Since libclang is a C library only exposing C header files, I needed bindings to be able to use from it within D. Up until now these bindings were hand made. Fortunately, these headers are the most forgiving I have ever seen when it comes to translating into D. Only a single header file was needed containing hardly any macros at all. It was quite a quick job of translating these headers by using search-and-replace.

With this release of DStep, since DStep has improved so much, the bindings are now self-hosted. That is, DStep has been used to generate the bindings. In addition to that, generation of the bindings has now been added to the test suite to make sure it doesn’t break.

Support for Windows

DStep was originally developed on macOS since that is my main development platform. Thanks to the Posix standard it was easy to port to Linux as well. The first release of DStep was available for both macOS and Linux. Back in 2011 when the development of DStep first started, Clang did not support Windows. There seems to have been some support for MinGW, but that was not a target supported by DMD. The LLVM and Clang team has made huge progress since then and in 2016 when DStep got picked as a GSoC project, support for Windows was available, targeting compatibility with the Visual Studio compiler.

In this release, thanks to Wojciech Szęszoł, DStep is now available on Windows. Due to Clang being compatible with Visual Studio, DStep needs to be built to use the same object format. When compiling with DMD, that means compiling for 64-bit (via the -m64 flag) or using the -m32mscoff flag when compiling for 32 bit. The Dub package automatically takes care of this.

Continuous Integration/Deployment

In the area of CI/CD quite a few things have happened. Originally the test suite of DStep was implemented using Cucumber and Ruby. These tests were a form of end-to-end test and failed to take advantage of the reasons to use Cucumber in the first place. These tests have now been replaced with a combination of unit tests and end-to-end tests, all implemented in D.

LDC

LDC has been added as a supported compiler. That means that DStep is compiled with LDC in addition to DMD as part of the CI pipelines. Every commit and every pull request is now tested with LDC as well.

——

Copy the part of the DStep article starting with "DStep was originally" and going on through "Visual Studio compiler.", word for word.

[Entries drawn from a collection]
——

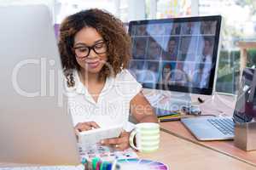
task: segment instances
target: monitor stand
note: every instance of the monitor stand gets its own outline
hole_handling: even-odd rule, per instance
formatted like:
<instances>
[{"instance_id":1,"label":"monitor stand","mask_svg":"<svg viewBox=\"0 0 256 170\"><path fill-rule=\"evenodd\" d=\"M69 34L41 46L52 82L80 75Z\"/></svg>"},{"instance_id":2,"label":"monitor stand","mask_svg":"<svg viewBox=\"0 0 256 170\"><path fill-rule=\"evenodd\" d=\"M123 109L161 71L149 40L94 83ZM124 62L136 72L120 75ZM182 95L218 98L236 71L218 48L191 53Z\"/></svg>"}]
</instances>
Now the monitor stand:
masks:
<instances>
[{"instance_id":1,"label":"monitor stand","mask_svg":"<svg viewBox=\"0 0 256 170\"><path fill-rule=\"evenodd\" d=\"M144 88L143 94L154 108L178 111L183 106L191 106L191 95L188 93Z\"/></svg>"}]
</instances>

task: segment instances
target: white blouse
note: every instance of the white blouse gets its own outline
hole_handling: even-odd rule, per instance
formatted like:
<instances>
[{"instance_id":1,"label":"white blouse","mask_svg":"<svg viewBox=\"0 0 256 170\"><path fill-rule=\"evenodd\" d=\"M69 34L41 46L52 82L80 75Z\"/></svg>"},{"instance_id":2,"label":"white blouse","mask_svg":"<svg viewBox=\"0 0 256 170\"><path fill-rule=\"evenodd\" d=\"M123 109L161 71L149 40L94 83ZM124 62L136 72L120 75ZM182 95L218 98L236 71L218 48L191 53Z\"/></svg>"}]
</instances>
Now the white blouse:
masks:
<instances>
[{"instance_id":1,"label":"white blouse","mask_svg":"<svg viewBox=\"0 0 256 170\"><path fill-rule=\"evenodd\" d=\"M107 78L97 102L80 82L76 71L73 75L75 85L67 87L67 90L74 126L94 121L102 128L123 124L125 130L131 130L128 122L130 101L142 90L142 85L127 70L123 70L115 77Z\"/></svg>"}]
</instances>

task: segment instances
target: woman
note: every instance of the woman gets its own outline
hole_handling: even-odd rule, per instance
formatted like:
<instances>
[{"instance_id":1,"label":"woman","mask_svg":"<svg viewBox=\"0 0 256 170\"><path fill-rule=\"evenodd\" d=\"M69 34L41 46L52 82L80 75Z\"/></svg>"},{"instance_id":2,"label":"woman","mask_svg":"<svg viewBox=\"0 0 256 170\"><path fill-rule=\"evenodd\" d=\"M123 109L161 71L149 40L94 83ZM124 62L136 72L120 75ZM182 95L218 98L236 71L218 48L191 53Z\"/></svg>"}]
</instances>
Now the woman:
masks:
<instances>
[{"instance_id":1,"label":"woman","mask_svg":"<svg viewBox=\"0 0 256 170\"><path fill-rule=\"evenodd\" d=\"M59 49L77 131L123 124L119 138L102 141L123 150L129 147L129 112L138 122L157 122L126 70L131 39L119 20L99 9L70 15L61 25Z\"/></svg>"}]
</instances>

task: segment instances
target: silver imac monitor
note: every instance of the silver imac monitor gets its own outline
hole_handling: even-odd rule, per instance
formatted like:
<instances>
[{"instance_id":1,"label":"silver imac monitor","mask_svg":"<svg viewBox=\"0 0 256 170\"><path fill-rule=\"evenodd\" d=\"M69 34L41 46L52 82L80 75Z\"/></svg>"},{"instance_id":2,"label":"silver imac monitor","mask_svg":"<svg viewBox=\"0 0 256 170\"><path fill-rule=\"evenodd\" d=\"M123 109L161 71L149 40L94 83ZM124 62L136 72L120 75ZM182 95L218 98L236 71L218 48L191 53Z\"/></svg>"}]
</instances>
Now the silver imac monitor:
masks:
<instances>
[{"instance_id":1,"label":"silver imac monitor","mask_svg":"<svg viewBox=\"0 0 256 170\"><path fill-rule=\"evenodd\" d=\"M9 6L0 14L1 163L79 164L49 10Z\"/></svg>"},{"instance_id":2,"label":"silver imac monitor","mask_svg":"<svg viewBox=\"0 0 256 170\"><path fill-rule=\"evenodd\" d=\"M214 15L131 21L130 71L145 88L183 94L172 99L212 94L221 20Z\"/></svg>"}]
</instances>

——

■ EXPECTED ANSWER ■
DStep was originally developed on macOS since that is my main development platform. Thanks to the Posix standard it was easy to port to Linux as well. The first release of DStep was available for both macOS and Linux. Back in 2011 when the development of DStep first started, Clang did not support Windows. There seems to have been some support for MinGW, but that was not a target supported by DMD. The LLVM and Clang team has made huge progress since then and in 2016 when DStep got picked as a GSoC project, support for Windows was available, targeting compatibility with the Visual Studio compiler.